** STATED EXERCISE **
Return every line of the records below that contains the string "lectern", matching case exactly.

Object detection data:
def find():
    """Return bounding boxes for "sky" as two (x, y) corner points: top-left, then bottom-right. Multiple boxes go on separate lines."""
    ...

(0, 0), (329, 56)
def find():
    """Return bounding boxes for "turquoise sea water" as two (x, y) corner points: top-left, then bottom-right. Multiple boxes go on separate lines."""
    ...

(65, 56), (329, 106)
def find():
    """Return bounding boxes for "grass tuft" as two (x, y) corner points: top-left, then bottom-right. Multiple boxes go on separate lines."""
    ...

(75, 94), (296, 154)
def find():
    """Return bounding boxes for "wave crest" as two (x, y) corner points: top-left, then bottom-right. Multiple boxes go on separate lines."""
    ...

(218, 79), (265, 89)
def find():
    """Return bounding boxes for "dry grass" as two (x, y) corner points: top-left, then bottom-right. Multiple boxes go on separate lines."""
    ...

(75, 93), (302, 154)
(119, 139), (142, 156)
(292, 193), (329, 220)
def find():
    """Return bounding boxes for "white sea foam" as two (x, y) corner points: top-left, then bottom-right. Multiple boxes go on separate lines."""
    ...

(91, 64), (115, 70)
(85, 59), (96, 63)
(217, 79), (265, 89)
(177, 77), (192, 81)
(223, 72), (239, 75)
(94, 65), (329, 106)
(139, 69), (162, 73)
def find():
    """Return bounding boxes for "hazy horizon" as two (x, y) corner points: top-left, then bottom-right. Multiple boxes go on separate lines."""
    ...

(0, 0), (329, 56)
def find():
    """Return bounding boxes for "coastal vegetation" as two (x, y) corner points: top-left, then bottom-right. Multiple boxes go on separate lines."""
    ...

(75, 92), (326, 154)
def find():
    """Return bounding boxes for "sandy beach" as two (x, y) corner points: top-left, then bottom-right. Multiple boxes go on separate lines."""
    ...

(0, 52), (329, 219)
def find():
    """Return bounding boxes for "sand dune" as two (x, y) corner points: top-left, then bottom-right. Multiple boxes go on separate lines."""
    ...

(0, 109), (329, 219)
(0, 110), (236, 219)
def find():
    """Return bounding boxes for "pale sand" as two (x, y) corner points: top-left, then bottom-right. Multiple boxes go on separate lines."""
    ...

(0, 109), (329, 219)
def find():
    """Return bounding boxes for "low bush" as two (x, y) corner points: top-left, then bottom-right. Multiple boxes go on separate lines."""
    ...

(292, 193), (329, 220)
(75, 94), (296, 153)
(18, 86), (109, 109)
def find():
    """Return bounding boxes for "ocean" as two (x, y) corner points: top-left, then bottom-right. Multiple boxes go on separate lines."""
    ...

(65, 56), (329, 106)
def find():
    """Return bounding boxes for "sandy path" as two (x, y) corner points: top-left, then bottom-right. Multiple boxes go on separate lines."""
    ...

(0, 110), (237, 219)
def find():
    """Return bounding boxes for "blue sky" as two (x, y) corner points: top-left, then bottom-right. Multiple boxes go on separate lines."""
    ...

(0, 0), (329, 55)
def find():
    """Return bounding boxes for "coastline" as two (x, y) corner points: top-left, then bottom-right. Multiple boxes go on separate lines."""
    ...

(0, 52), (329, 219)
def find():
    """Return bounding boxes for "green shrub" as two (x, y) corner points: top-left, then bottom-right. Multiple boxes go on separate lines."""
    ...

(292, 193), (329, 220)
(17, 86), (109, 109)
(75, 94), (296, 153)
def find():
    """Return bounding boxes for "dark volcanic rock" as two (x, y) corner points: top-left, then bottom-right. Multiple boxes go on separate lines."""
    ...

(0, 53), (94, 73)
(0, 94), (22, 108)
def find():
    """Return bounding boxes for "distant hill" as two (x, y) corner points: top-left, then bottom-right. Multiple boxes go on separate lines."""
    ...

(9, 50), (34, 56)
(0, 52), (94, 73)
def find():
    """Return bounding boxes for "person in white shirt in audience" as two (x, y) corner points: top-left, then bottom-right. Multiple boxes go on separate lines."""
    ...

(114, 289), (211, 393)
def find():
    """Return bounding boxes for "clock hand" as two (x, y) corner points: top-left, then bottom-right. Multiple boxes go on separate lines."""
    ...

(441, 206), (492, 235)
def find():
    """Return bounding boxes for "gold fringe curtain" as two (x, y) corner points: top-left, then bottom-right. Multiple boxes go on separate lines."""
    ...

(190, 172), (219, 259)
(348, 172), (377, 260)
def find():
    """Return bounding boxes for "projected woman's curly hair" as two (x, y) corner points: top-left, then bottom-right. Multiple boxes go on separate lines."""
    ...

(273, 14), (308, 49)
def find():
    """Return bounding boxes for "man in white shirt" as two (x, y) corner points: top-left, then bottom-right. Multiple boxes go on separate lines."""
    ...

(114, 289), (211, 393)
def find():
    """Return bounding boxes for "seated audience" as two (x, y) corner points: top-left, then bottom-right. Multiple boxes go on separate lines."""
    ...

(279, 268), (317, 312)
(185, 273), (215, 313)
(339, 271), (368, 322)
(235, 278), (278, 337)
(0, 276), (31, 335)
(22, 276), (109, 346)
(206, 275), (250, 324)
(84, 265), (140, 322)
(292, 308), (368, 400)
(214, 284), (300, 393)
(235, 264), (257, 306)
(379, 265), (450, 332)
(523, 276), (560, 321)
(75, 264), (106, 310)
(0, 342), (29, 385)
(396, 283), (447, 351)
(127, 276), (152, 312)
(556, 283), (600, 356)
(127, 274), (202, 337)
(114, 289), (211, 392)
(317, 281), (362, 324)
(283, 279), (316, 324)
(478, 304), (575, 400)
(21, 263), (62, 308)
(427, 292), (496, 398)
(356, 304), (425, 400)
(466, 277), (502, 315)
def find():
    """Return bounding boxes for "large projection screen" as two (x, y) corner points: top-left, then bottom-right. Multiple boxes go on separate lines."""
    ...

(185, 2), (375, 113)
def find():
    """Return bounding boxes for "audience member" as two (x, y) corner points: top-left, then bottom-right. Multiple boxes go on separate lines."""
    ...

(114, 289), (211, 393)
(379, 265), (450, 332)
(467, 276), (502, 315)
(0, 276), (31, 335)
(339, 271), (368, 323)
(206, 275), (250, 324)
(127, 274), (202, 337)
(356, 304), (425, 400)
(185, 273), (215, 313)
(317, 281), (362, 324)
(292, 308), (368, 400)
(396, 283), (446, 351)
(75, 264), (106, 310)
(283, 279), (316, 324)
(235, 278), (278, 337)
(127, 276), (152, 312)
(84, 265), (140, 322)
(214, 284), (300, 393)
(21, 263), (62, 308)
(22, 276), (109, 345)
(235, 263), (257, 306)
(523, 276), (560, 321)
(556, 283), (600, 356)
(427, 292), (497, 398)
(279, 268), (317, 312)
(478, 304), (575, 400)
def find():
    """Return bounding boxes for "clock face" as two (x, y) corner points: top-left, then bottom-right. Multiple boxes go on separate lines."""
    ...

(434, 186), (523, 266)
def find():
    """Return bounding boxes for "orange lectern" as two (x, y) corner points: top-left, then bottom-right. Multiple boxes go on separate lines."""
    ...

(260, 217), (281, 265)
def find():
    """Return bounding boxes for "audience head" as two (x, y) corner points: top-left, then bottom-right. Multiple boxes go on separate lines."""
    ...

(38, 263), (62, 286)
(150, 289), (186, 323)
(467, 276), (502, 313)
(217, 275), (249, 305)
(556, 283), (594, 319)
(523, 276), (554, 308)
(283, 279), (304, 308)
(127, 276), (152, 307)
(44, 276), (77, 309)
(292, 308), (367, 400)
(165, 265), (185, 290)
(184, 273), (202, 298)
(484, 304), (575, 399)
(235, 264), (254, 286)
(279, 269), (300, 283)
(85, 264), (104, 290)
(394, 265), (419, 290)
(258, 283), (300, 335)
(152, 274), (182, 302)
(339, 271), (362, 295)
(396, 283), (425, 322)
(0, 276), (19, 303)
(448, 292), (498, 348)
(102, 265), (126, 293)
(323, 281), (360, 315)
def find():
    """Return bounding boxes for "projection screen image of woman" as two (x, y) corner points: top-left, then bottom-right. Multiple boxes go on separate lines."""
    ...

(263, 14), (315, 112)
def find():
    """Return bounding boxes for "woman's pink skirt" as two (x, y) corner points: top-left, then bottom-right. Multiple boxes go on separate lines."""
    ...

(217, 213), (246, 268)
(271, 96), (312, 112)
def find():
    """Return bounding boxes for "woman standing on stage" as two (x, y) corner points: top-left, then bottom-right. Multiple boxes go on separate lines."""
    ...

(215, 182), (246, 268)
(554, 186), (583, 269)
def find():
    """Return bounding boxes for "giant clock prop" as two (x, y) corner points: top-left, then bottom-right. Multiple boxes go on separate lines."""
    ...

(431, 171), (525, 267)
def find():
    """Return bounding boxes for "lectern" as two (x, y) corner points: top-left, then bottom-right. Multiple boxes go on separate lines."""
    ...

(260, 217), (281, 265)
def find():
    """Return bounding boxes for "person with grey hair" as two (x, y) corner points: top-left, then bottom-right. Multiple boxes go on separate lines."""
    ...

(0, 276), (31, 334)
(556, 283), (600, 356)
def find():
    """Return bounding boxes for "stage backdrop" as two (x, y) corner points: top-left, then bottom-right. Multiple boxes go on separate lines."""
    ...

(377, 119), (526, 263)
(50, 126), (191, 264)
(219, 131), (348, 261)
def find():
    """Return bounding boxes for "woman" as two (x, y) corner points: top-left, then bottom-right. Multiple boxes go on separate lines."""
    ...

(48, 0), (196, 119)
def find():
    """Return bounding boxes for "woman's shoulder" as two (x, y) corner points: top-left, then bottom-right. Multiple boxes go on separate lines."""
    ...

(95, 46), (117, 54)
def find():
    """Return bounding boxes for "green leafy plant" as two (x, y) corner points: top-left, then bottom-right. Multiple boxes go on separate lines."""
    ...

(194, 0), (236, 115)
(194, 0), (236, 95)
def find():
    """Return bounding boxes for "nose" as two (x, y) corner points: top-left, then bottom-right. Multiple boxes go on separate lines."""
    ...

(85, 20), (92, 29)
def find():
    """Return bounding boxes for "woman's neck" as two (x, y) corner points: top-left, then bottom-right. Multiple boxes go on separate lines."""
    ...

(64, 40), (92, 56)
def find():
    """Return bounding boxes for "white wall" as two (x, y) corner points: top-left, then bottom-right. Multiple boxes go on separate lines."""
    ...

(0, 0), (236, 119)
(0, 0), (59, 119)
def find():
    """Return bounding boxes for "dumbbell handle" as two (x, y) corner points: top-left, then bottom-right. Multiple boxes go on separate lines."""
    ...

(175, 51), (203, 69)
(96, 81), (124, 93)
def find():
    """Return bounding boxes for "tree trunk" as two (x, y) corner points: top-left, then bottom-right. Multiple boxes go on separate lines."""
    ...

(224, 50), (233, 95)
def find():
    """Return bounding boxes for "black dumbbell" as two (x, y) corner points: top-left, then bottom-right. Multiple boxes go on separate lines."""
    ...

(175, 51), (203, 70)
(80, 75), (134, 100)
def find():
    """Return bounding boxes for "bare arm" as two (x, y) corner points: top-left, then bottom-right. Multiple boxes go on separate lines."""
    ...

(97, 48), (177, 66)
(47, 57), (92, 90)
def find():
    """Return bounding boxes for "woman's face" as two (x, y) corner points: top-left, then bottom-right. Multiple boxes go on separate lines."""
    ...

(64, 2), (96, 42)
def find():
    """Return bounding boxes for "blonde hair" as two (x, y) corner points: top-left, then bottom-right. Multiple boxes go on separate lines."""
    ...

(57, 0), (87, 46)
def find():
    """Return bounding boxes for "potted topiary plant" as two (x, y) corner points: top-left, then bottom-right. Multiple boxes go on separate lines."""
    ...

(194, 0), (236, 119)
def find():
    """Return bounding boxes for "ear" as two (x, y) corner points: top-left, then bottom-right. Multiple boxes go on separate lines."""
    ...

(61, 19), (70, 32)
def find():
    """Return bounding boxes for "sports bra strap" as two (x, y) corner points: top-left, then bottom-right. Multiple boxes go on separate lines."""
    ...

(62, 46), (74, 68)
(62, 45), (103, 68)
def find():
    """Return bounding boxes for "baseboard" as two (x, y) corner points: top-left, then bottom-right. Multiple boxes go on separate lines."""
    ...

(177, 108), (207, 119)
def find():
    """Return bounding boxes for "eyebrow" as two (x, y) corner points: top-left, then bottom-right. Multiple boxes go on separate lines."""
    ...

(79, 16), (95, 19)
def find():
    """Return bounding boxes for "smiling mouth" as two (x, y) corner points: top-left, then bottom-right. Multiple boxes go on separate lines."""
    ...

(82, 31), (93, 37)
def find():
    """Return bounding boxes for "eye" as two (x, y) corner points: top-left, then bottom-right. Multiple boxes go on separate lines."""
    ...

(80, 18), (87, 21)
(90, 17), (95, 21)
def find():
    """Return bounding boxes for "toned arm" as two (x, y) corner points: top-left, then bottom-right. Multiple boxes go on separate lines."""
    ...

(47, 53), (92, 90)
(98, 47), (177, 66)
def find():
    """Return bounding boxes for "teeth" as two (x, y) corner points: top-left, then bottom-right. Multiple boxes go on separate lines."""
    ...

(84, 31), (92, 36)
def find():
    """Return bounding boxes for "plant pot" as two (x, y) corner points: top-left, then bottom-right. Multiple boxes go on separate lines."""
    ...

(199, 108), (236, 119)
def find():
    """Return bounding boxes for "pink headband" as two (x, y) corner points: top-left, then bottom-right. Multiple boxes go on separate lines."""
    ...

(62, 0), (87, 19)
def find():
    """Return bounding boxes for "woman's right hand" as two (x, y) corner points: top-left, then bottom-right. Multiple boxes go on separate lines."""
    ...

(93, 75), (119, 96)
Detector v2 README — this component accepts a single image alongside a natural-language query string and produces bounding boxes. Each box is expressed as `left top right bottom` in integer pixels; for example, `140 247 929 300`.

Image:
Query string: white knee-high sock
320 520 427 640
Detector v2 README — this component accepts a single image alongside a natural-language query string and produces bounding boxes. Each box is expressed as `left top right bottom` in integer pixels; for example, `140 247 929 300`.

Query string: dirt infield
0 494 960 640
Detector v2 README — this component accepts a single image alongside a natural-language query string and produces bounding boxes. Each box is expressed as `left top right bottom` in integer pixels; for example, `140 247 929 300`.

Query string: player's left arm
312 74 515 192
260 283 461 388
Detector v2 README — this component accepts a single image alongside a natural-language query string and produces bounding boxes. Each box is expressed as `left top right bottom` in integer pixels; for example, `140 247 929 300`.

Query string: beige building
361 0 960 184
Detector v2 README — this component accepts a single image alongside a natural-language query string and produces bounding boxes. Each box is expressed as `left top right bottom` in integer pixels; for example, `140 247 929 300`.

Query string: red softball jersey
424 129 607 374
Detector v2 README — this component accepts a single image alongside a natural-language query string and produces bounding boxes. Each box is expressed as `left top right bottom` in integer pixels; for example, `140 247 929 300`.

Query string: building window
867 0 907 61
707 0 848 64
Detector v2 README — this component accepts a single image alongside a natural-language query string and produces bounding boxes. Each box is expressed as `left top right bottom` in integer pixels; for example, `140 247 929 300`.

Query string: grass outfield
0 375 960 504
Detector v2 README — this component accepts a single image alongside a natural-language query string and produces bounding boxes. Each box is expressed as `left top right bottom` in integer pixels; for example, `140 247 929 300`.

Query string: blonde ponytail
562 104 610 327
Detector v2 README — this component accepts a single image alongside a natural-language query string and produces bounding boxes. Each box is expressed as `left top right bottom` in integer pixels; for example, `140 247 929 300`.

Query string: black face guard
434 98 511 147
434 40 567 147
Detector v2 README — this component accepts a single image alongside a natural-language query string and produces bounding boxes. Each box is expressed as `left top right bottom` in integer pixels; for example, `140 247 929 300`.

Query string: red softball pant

** RESULT OF THE TASK **
    """Return bounding boxes for "orange lectern" as two (x, y) corner points: top-left, then bottom-right. Multiple boxes go on separate lines."""
    """Return bounding boxes for "lectern" as two (x, y) corner points: top-left, then bottom-right. Multiple boxes go on separate lines."""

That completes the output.